-- RECORDS SHOWN follows --
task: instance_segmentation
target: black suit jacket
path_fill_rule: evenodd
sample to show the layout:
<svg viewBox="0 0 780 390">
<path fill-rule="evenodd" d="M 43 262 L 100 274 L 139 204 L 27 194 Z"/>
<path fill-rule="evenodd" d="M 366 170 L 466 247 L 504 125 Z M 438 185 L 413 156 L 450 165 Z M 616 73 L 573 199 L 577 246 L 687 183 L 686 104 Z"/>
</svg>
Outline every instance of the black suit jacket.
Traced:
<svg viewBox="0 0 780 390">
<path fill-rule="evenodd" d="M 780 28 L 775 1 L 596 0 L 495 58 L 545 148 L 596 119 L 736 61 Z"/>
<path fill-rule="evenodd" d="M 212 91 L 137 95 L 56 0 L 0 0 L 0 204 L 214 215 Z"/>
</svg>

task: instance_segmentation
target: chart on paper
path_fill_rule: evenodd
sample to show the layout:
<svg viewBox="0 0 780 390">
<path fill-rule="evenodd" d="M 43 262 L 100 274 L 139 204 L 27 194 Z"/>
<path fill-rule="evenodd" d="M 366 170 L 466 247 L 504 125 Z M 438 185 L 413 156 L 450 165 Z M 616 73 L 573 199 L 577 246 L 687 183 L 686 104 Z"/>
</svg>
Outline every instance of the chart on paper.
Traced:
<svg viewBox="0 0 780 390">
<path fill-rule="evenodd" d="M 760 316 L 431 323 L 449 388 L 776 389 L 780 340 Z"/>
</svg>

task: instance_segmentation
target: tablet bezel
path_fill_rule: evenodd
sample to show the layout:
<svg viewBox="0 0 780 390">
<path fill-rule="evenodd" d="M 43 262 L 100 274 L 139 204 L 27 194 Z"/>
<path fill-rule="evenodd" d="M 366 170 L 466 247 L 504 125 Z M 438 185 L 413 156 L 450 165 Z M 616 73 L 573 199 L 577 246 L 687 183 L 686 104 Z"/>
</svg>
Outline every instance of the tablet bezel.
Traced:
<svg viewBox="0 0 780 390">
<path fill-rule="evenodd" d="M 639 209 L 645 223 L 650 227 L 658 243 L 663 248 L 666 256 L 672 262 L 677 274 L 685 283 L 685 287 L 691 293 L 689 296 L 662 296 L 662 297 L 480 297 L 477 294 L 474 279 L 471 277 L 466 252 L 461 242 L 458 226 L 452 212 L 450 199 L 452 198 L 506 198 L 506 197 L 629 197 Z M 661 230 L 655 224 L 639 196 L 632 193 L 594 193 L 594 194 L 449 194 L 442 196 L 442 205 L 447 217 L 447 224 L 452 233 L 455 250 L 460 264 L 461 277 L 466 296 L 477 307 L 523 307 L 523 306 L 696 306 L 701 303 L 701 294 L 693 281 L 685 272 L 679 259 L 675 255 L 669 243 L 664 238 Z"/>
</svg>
-- RECORDS SHOWN concluded --
-- RECORDS SHOWN follows --
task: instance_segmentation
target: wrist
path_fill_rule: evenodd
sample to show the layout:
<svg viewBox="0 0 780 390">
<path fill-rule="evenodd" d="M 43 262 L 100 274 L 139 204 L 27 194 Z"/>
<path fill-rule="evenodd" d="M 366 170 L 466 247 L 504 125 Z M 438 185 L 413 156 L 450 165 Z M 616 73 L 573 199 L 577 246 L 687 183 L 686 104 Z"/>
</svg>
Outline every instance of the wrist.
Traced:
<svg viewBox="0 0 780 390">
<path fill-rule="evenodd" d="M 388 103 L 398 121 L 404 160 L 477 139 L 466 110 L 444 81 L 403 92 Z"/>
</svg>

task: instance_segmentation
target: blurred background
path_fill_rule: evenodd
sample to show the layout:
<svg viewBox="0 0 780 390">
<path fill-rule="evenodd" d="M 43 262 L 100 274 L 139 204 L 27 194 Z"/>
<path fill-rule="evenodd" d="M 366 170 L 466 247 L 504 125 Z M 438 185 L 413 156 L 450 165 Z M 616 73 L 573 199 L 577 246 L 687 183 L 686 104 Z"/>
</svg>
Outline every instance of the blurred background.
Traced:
-- RECORDS SHOWN concluded --
» ACTIVITY
Look above for every line with the word "Outline" and copy it.

» EXERCISE RESPONSE
Outline every instance of the black suit jacket.
Outline every instance of the chart on paper.
Outline every instance of the tablet bezel.
Outline every instance of the wrist.
Outline every instance of the blurred background.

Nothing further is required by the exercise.